Stored records

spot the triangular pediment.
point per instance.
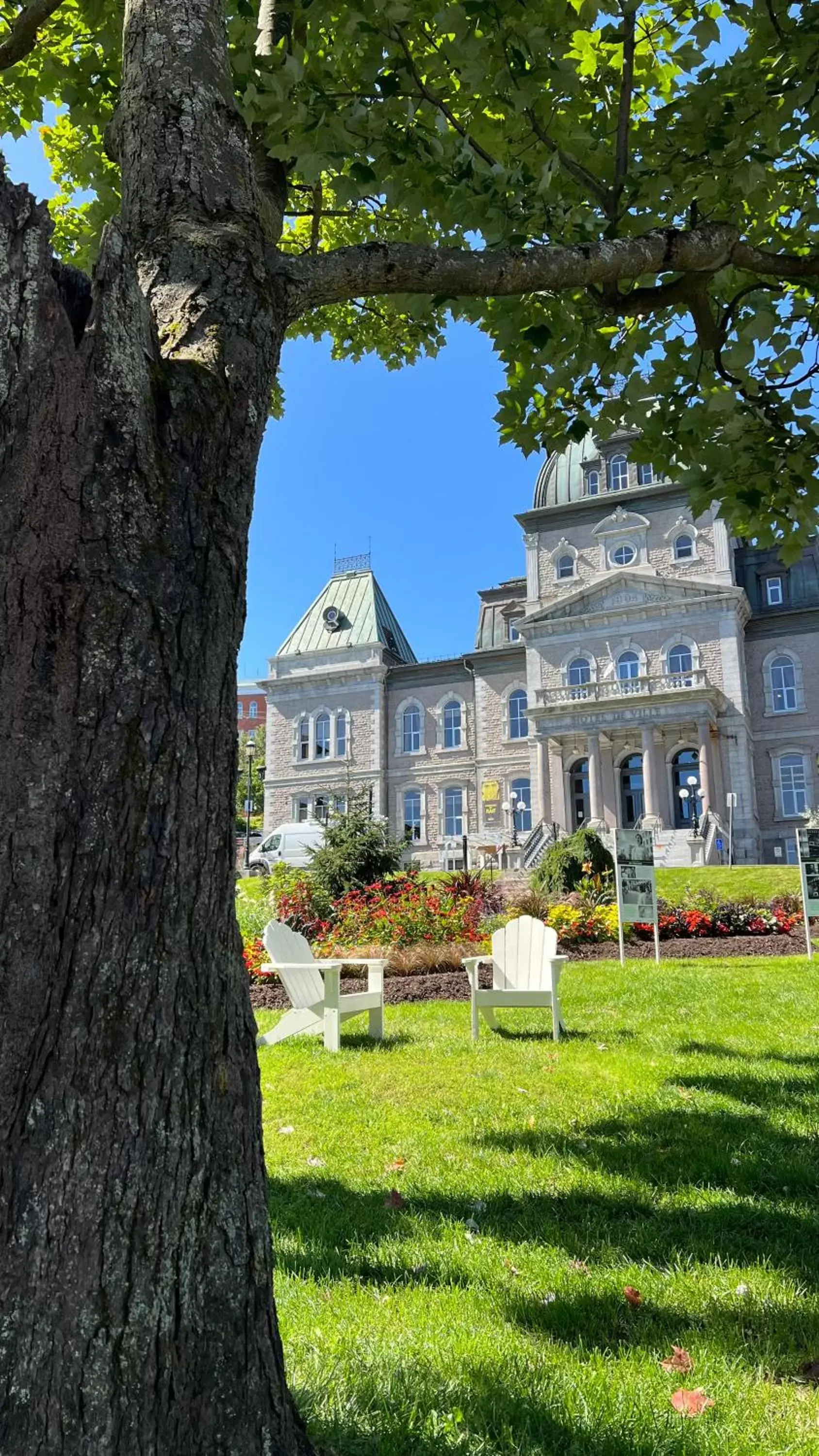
(629, 592)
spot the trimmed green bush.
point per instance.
(562, 867)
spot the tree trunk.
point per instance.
(136, 1296)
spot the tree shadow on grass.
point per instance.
(763, 1334)
(419, 1411)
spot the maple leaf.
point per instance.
(690, 1403)
(678, 1362)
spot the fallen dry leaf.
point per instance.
(680, 1362)
(690, 1403)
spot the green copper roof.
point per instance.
(364, 616)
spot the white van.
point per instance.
(289, 844)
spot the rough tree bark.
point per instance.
(136, 1301)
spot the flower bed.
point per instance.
(422, 927)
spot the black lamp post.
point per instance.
(249, 794)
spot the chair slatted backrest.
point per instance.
(521, 953)
(284, 945)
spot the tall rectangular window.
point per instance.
(453, 726)
(410, 730)
(793, 785)
(412, 814)
(454, 811)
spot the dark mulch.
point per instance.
(454, 986)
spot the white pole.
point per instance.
(619, 889)
(803, 878)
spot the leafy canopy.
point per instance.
(502, 124)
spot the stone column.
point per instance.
(704, 730)
(557, 784)
(595, 779)
(649, 777)
(541, 809)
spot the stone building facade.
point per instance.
(643, 669)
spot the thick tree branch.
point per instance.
(267, 25)
(626, 89)
(383, 268)
(22, 37)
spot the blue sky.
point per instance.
(407, 461)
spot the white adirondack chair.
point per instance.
(525, 970)
(315, 991)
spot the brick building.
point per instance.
(642, 654)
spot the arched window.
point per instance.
(623, 554)
(324, 736)
(783, 685)
(632, 790)
(412, 814)
(686, 775)
(454, 813)
(453, 726)
(578, 678)
(793, 785)
(579, 791)
(617, 474)
(518, 721)
(410, 728)
(680, 664)
(523, 804)
(305, 739)
(629, 669)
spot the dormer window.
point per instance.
(617, 474)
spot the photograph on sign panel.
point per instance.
(635, 846)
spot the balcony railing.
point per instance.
(616, 688)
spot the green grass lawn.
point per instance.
(670, 1143)
(742, 881)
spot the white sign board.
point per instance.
(808, 841)
(636, 881)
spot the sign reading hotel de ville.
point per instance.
(491, 803)
(636, 877)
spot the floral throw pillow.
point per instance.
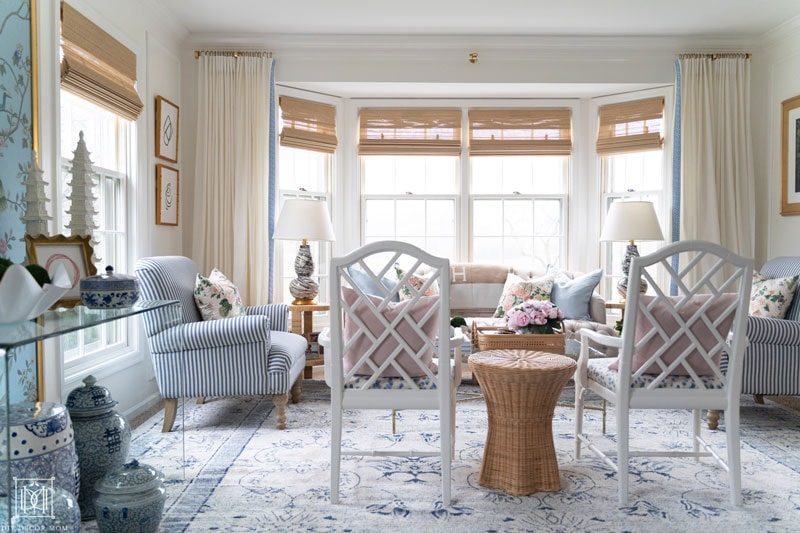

_Assigned task:_ Taking the entries above, write out exactly the lines starting with the line containing "spot the green copper roof." and going on through the line containing "spot the stone column.", both included, and nothing else.

_Finished task:_
spot the green copper roof.
point per instance.
(364, 616)
spot the white van.
point per instance.
(289, 844)
spot the rough tree bark.
point per instance.
(136, 1301)
spot the flower bed.
point per instance.
(422, 927)
spot the black lamp post.
point per instance.
(249, 794)
spot the chair slatted backrest.
point per instance.
(521, 953)
(284, 945)
spot the tall rectangular window.
point per instance.
(453, 726)
(410, 730)
(793, 785)
(412, 814)
(454, 811)
spot the dark mulch.
point per instance.
(454, 986)
spot the white pole.
point per instance.
(619, 889)
(803, 878)
spot the leafy canopy.
point per instance.
(502, 124)
spot the stone column.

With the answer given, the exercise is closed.